== The tasks ==
1. Write out word for word the part of the piece on happiness that opens with the words containing "It would seem" and closes with "about three episodes.".
2. In the piece on happiness, who is named as the founder of The Happy News Paper?
3. Carry the piece on happiness forward from its final sentence.

== Extract to read ==
As a psychotherapist I have worked with thousands and thousands of people as individuals, couples and, groups. There have been those that are naturally happy and positive and those who see the world from a negative point of view. Over the years I have learned what it is that makes happy people happy and unhappy people unhappy. Happy people do certain things in certain ways. It is all in how they focus their thoughts and feelings.

It would seem obvious that we would, or should, be attracted to good news. Yet what we see is that “bad news becomes good news” because that is what sells newspapers. Good newspapers commonly only last for about three episodes.

Today in the podcast we were celebrating the third episode of The Happy News Paper,. Both Ed and I hope that it will keep going for many more episodes. We hope to have its founder and inspiration designer Emily Coxhead on the podcast. We highly recommend that you check out Emily and her work with the happy newspaper.

What makes you happy? It is good to review what it is that makes us happy. The Live In The Present book seeks to change the negative into the positive, like an alchemist turning lead into gold. It explains how happiness is a choice. Here are some ideas about happiness.

== Dataset ==
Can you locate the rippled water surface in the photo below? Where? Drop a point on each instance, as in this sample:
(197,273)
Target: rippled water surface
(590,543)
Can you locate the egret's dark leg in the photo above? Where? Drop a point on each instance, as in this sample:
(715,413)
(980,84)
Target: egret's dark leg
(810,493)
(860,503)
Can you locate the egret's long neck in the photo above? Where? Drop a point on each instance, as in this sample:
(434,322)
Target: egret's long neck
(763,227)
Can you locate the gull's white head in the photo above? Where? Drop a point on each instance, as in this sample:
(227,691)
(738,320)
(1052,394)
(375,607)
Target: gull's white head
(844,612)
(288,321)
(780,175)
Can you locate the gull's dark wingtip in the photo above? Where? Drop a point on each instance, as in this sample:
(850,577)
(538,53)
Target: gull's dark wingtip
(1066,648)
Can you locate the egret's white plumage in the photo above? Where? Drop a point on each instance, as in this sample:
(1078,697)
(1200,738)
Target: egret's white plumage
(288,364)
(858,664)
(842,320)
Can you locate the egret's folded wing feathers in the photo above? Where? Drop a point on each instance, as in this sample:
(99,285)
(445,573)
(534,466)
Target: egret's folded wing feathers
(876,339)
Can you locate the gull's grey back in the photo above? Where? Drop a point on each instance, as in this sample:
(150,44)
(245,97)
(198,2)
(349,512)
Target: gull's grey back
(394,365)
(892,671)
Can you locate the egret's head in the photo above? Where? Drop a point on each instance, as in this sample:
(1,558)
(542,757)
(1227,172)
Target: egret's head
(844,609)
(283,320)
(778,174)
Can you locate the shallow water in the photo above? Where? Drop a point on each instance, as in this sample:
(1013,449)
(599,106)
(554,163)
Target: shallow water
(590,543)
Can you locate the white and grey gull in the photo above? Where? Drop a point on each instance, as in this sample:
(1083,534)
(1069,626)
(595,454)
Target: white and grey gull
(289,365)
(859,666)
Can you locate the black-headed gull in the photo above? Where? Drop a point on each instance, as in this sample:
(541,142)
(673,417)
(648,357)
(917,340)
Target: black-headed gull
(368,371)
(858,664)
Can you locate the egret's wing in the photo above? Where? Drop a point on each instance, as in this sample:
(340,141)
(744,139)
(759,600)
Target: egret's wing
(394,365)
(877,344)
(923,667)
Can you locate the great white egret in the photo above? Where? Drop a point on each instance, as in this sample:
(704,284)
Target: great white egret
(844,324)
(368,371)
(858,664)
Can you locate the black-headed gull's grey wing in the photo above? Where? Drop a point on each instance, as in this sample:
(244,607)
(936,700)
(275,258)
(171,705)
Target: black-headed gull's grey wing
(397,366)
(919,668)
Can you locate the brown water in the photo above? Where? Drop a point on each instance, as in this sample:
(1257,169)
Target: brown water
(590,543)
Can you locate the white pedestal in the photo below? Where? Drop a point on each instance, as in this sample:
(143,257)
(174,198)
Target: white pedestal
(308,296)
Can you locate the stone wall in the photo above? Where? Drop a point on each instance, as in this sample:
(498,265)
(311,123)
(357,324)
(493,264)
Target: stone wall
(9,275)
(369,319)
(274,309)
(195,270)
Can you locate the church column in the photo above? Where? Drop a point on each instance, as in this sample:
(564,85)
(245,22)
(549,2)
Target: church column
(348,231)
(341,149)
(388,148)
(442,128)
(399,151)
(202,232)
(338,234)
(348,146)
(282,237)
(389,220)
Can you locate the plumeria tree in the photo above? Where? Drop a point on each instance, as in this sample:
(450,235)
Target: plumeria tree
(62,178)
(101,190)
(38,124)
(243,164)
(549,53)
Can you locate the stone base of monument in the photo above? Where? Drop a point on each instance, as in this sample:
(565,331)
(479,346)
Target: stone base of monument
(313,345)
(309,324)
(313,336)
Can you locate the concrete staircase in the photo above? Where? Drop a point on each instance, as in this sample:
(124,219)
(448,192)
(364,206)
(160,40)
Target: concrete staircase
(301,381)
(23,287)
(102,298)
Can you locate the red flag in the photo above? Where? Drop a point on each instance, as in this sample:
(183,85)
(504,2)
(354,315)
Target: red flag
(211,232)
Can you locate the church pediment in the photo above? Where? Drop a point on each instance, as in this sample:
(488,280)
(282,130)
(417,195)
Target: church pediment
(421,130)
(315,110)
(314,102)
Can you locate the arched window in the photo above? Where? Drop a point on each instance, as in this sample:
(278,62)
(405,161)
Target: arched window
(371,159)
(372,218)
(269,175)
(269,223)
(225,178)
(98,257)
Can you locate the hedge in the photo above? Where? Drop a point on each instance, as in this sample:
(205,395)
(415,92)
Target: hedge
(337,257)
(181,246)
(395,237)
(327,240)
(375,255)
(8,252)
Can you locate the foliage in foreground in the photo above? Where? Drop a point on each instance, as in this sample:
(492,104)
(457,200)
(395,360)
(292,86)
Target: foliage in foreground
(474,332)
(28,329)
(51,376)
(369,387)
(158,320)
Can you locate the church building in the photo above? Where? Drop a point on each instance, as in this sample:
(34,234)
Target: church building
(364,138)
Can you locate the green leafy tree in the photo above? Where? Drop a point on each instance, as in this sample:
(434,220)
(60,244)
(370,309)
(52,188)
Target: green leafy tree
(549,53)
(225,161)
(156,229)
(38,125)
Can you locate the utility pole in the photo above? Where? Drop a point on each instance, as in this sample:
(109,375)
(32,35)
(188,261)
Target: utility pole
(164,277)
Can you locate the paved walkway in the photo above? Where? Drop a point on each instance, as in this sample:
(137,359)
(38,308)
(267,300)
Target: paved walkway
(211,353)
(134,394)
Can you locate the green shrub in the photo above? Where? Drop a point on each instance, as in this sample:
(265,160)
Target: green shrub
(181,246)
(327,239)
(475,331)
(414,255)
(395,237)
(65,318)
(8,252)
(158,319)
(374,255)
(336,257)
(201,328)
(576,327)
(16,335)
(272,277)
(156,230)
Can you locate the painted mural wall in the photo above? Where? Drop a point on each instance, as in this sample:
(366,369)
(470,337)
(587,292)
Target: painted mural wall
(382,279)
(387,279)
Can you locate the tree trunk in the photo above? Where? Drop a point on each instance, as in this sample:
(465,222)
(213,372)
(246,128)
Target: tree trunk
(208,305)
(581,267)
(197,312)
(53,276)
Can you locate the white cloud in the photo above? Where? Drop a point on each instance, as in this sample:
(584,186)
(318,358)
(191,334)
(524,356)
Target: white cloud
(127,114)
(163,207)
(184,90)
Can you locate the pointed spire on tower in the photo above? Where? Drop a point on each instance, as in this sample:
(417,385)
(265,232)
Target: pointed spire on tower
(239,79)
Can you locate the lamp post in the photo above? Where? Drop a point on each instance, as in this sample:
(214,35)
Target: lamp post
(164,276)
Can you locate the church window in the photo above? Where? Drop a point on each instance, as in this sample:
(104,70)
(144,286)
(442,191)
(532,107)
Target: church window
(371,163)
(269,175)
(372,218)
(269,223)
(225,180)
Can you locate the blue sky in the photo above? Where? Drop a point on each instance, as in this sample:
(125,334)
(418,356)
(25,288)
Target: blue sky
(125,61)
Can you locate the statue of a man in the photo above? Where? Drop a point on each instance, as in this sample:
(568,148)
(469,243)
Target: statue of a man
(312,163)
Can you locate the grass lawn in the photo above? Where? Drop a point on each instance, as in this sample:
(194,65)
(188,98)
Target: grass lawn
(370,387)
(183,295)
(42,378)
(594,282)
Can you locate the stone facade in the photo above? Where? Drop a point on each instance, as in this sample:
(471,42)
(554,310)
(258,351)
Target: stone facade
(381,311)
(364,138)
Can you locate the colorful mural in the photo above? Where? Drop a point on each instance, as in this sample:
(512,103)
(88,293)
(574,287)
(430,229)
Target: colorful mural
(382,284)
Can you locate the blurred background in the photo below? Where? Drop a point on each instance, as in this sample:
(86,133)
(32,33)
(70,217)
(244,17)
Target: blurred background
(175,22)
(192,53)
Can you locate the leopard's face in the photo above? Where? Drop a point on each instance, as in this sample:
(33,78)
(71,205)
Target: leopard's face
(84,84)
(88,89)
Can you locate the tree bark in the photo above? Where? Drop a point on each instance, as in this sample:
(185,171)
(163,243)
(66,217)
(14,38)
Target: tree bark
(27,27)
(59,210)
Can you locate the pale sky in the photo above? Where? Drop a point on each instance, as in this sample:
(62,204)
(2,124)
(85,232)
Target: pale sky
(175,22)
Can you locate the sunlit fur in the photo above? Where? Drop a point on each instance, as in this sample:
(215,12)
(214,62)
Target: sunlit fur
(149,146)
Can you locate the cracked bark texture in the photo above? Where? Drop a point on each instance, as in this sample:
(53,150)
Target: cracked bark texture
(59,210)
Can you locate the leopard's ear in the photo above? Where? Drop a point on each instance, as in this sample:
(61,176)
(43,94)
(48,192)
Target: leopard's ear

== Expected results ==
1.
It would seem obvious that we would, or should, be attracted to good news. Yet what we see is that “bad news becomes good news” because that is what sells newspapers. Good newspapers commonly only last for about three episodes.

2. Emily Coxhead.

3.
Positive body image
Happy people move their bodies. Exercise is not necessarily formal, you don’t have to go to the gym or play an organised sport. Taking a walk around the block, taking the stairs and not the lift, having a run or jog rather than walking and walking short distances rather than taking the car or the bus, are all forms of exercise. There are two important benefits that come from exercise. The first is that you don’t build up weight and that keeps your heart, lungs, muscles and joints healthy. The second is that people who move their bodies have higher levels of happy hormones, endorphins, in their brains that make them feel happier. If you are really game for a laugh you can attend a gym, go for more formal cycle rides and runs, walks and rambles, Zumba, Salsa and so on. Moving your body makes you happier.

Who are your friends?
Happy people build powerful social relationships. Human beings are group animals. Just like monkeys and chimpanzees we identify with being part of a group, tribe or family. Having mates and friends gives us a sense of belonging, value and support. We have people to talk to, people to share our problems with, people who will support and care for us. As the world has industrialised and the large extended families have broken into smaller nuclear family units the rate of depression and anxiety have dramatically increased. The W.H.O. is predicting that by 2020 depression could be the second most common cause of death. We know that people living alone, especially men, die younger. Having friends and strong social relationships makes you happier.

When did you last have a challenge?
Happy people do things that challenge who they are. Your brain and your mind are designed to be creative. It is this part of human consciousness that has powered all of evolution. Having a challenge keeps your brain awake.

Gratitude does your body and mind good.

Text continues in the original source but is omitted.